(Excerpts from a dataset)
__________
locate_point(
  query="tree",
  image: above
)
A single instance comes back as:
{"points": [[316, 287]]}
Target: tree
__________
◆ About this task
Retype exactly the lines from the one containing "A single instance" through the last line of the records above, including both.

◆ Worked solution
A single instance comes back as:
{"points": [[316, 287]]}
Target: tree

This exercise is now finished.